TRAVAIL À FAIRE:
D'après le texte sur le Mali, à quelle date les élections sont-elles fixées ?

PASSAGE EXTRAIT:
En effet, il ne se passe pas un jour où cette expression ne se retrouve dans la presse écrite ou parlée; il ne se déroule aucune réunion,  aucune marche où une banderole ne clame pas ce slogan. On dirait que cette expression est  devenue une thérapie de choc pour un peuple malien groggy par la désintégration comme un château de cartes de sa nation qu’il considérait solide comme un roc. A en croire que la répétition à l’envi de cette expression  annihilerait le mal, c’est-à-dire l’idée de  partition du pays.
Certes, la plupart des Maliens savaient que le pays traversait une mauvaise passe, mais, même les plus pessimistes d’entre eux, n’avaient pas prévu ce scénario catastrophe, à savoir la désagrégation des fondements de notre nation en quelques jours.
Pour la première fois, une partie des fils du pays exigeaient un territoire, un drapeau, un hymne…, brefs, tous les attributs d’un Etat! Et pour appuyer leur revendication, ils pactisaient avec le diable et passaient à l’action armée pour occuper les ¾ du territoire national en moins de 10 jours ! Et, pour compliquer la donne, dans ce qui restait du territoire national libre, politiciens, militaires en débandade,  jeunes et vieux, hommes et femmes et même des hommes de Dieu, s’entredéchiraient et offraient au monde entier un spectacle gratuit, d’une bouffonnerie qui n’avait rien à envier à celle de Molière ou de notre Guimba National. On se demandait si vraiment tout ce monde qui s’agitait pour le pouvoir- et quel pouvoir- avait quelque peu la notion de la nation malienne a fortiori la notion de « Mali un et indivisible ».
Heureusement que, la solidarité africaine et internationale aidant, notre territoire est en passe d’être totalement libéré et les échéances électorales fixées pour juillet 2013. Alors, que faire ? Quelles perspectives pour notre pays ? Comment pourrions-nous rebondir ?
Nous sommes de ceux-là qui voient «le verre à moitié plein» au lieu «du verre à moitié vide». C’est dire que nous croyons en la capacité du peuple malien à se ressaisir, à se redresser et à rebondir. Le coup reçu, bien que traumatisant, n’a pas été létal pour notre nation: les grandes nations peuvent subir des mues mais ne meurent jamais. Un proverbe yiddish dit: «Il faut descendre très bas pour avoir la force de remonter». Je crois qu’au Mali nous avons les atouts et la force de remonter. En effet, à travers des siècles, les peuples qui occupent cet espace appelé Mali ont développé des paradigmes conduisant à la résilience de leurs relations sociales, malgré les vicissitudes de leur histoire commune et souvent mouvementée.
Pour que notre remontée, soit un succès, pour que «le Mali soit un et indivisible», il faut réussir: d’abord «le vivre ensemble» et particulièrement entre les populations vivant dans les ex-zones occupées; ensuite les élections à venir; puis la traque et le jugement des présumés coupables de crimes contre l’humanité sur tout le territoire national pendant la période 2012 / 2013; enfin la conduite de l’après transition.

MATÉRIEL FOURNI:
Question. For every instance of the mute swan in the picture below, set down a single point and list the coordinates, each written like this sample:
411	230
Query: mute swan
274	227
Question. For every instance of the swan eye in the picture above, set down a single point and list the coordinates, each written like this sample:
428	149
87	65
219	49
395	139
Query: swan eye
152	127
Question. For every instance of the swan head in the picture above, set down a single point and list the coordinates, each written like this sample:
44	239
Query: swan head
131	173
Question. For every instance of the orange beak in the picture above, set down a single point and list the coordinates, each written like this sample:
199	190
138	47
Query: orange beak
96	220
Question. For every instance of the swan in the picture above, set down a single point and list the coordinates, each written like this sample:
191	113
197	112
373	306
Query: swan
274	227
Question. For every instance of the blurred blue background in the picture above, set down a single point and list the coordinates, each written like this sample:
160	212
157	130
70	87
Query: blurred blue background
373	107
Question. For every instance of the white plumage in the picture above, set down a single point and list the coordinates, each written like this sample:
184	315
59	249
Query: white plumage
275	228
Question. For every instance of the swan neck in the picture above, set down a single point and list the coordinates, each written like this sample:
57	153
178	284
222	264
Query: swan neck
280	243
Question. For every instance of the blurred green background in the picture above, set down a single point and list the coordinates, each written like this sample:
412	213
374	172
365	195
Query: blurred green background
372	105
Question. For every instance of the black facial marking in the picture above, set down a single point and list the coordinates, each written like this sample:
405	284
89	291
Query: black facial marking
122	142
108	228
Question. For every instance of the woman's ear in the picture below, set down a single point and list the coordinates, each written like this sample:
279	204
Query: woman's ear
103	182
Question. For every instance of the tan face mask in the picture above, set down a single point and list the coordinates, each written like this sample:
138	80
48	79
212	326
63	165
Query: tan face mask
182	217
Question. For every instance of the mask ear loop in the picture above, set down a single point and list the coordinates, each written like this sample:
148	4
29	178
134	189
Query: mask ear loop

EXERCICE CORRIGÉ:
Juillet 2013.